▸ Instruções do exercício
Por favor, continue o texto sobre os deputados portugueses e a transparência nos cargos públicos a partir da sua última frase.

O que se passa com os deputados portugueses quando se trata
de legislar sobre as questões da chamada “transparência” no exercício de cargos
públicos e das suas relações com carreiras políticas? Porque não conseguem eles
chegar a um consenso que sossegue o povinho e restitua à classe que representam
alguma dignidade, mesmo que não seja muita?
Sempre que a questão é levantada no
parlamento há deputados que coram e se esganiçam em declarações inflamadas
sobre receber ou não receber lições de honestidade e bons princípios vindas dos
deputados que se sentam do outro lado do hemiciclo.
Discutem, engasgam-se, quase
se insultam, suam um bocadinho e, pronto, adia-se qualquer coisa que se pareça
com uma decisão. Andam para ali, transportando “pacotes legislativos” de um
lado para o outro, como moços de recados a mando não se percebe de quem. Ninguém
recebe lições de ninguém e o regabofe continua.
Eles são ex-ministros que se
deslocam da sua cadeira no governo para outra cadeira, mais acolchoada, numa qualquer
empresa pública ou público-privada, ex-deputados que fazem o mesmo (mas nunca o
contrário),
deixando o pessoal à beira de um ataque de nervos porque
tudo nos parece demasiado opaco, demasiado desonesto, em suma, porque estas
danças macabras têm todo o aspecto de ser valentes vigarices que se dançam
impunemente e à vista de toda a gente. Os deputados discutem, discutem,
discutem e, visto daqui, fica-se com a impressão de que fazem tudo o que for
necessário para que nada se altere de facto e tudo fique exactamente na mesma. Uma
choldra!

▸ Dados registados

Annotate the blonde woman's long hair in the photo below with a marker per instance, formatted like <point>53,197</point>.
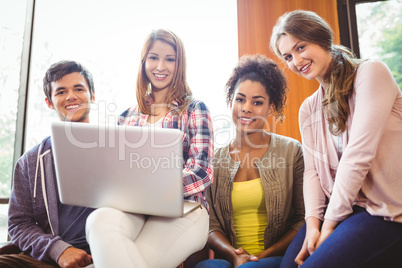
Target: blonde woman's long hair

▸ Resultado da tarefa
É, talvez, por situações como esta que a curiosidade sobre o
processo judicial que envolve o ex-primeiro-ministro islandês é tão grande. Os simples
cidadãos, eleitores desarmados, anseiam por um “pacote” legal que imponha
limites éticos perceptíveis aos negócios que os governantes fazem durante e,
principalmente, após o exercício dos mandatos que recebem quando são eleitos.
Bem pode Francisco Assis insurgir-se contra a perigosidade
deste processo (Público de 8 de Março) que poderá colocar em causa os
fundamentos da democracia pluralista e do estado de direito. Pessoalmente até
concordo com ele: é perigoso. Mas, por outro lado, parece-me necessário que
haja alguma forma de chamar os agentes políticos à realidade, obrigando-os a
cumprir as suas funções honestamente, nem que seja à bofetada.
Chegámos a um
ponto em que a situação parece exigir medidas drásticas; e se os deputados
nunca chegarem a um consenso e continuarem, indefinidamente, a transportar “pacotes”
de um lado para o outro?
O processo islandês e o eterno transporte de “pacotes de
transparência” que os deputados portugueses continuam a fazer para lado nenhum
podem parecer coisas diferentes mas, vistos daqui, começam a parecer contas do
mesmo rosário.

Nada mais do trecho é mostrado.